Exercise prompt. Rewrite all the entries below, switching every "Provide" to "Give" and leaving everything else unchanged.

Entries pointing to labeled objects
# # # # #
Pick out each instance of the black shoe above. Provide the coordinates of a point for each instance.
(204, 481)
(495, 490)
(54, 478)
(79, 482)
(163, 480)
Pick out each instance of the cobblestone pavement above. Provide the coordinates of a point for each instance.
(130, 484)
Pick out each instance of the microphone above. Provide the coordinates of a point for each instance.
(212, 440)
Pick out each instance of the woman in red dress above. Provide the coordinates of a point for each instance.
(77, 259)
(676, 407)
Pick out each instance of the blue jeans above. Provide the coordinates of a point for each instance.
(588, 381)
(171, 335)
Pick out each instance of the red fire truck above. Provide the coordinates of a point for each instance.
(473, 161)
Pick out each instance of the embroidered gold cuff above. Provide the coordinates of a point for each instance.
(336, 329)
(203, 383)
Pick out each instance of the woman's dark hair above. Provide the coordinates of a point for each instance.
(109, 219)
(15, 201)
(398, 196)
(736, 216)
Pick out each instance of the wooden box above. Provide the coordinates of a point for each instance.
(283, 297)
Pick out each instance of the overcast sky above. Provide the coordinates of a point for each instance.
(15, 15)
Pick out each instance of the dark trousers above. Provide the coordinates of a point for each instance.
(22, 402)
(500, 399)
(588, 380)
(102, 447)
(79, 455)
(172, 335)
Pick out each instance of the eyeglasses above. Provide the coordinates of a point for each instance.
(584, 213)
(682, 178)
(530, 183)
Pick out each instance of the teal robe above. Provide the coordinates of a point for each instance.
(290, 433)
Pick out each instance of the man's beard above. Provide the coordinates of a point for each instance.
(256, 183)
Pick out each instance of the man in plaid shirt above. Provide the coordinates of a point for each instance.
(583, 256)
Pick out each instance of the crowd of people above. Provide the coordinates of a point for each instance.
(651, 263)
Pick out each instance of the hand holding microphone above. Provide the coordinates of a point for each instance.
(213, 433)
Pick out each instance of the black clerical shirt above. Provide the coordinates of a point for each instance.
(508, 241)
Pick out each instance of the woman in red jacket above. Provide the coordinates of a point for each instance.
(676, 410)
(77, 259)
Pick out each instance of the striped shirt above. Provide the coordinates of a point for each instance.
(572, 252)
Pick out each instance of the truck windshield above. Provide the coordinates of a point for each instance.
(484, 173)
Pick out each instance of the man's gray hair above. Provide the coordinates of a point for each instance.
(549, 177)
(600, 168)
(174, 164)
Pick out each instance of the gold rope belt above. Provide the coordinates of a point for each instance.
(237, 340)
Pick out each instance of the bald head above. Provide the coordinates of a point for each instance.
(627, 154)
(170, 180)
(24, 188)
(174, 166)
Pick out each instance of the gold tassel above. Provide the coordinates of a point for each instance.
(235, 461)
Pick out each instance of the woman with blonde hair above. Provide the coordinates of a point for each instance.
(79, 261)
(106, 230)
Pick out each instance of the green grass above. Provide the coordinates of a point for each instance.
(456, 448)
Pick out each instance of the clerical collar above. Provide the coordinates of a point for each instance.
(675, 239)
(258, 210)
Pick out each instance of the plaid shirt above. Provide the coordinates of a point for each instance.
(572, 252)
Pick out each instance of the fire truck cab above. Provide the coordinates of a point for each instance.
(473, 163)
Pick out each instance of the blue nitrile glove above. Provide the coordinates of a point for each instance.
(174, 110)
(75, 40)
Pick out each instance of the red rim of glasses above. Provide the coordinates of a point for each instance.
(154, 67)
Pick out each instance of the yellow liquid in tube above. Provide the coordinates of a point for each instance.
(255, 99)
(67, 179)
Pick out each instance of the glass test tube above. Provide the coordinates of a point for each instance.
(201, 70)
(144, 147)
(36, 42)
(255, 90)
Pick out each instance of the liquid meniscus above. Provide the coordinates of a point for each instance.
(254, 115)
# # # # #
Response below.
Pick out each instance of the black shoe above. Give the coordinates of a point for each instance.
(204, 481)
(495, 490)
(54, 478)
(79, 482)
(163, 480)
Pick out each instance of the cobblestone pavement above. Give the coordinates of a point for each instance.
(130, 484)
Pick out each instance of the microphone above. Give the coordinates of a point for each instance.
(212, 440)
Pick out each instance of the woman in red dress above. Give the coordinates of a point for each instance.
(77, 259)
(676, 407)
Pick out each instance of the blue jeans above. Give the coordinates of a point for each instance.
(588, 381)
(171, 335)
Pick out each instance of the red fire truck above. Give the coordinates of a point for each instance.
(473, 161)
Pick out each instance of the embroidered gold cuff above. Give the coordinates of a point for each instance.
(336, 329)
(203, 383)
Pick out each instance of the woman's dark hair above. Give the coordinates of a point for each instance.
(109, 219)
(15, 201)
(398, 196)
(736, 216)
Pick out each instance of the wooden box above. Give the coordinates of a point for each instance.
(283, 297)
Pick out each instance of the overcast sky above. Give the coordinates of a point for each instance.
(15, 15)
Pick out each instance of the dark trousers above. Give the coordinates of a point for each instance.
(22, 402)
(500, 399)
(588, 380)
(102, 447)
(79, 455)
(172, 335)
Pick out each instance of the eyeglasses above. Give the coordinates of a point for each instance.
(584, 213)
(682, 178)
(530, 183)
Pick out each instance of the teal robe above. Give the coordinates of a point for each instance.
(290, 433)
Pick out each instance of the man's beard above. Give the coordinates of a point for each instance.
(256, 183)
Pick out each instance of the man in plaid shirt above. Give the coordinates of a point for each instance.
(583, 256)
Pick out each instance of the crowd of people above. Give the coordinates of a point for each instance.
(651, 263)
Pick out each instance of the hand holding microphone above. Give the coordinates of a point for each instance.
(213, 433)
Pick out each instance of the black clerical shirt above. Give the coordinates of a point for each instance.
(508, 241)
Pick out each instance of the woman in red jacket above. Give the coordinates of a point for each instance.
(676, 410)
(77, 259)
Pick out each instance of the striped shirt above. Give the coordinates of a point for each instance.
(572, 252)
Pick out each instance of the truck windshield above. Give the coordinates of a point for each instance.
(484, 173)
Pick out each instance of the man's gray hair above. Give the coordinates of a point for each instance.
(549, 177)
(600, 168)
(174, 164)
Pick out each instance of the gold rope belt above. Give the coordinates of a point for each instance.
(237, 340)
Pick out each instance of the bald head above. Give the coordinates of a point for each instance.
(627, 154)
(170, 180)
(24, 188)
(174, 166)
Pick out each instance of the gold tassel above. Give the coordinates of a point for each instance.
(235, 461)
Pick out each instance of the woman with blonde hair above. Give the coordinates of a point for each instance.
(79, 261)
(106, 230)
Pick out each instance of the green grass above. Give the coordinates of a point for each instance.
(456, 448)
Pick out each instance of the clerical collar above. Give the coordinates of a point for each instance.
(675, 239)
(258, 210)
Pick out each instance of the plaid shirt above. Give the coordinates of a point for each instance.
(572, 252)
Pick out each instance of the fire truck cab above. Give the coordinates of a point for each instance.
(473, 163)
Pick out each instance of the blue nitrile glove above. Give the coordinates of a point for each instance.
(174, 110)
(75, 40)
Pick out each instance of the red rim of glasses above. Give the coordinates of a point for each instance.
(154, 67)
Pick out each instance of the yellow liquid in tube above. Give the coordinates of a point for each instance.
(255, 99)
(67, 179)
Pick out each instance of the glass test tube above. Give the coordinates of a point for each instance.
(201, 70)
(144, 147)
(36, 42)
(255, 90)
Pick out each instance of the liquid meniscus above. Give the coordinates of a point for each instance.
(254, 115)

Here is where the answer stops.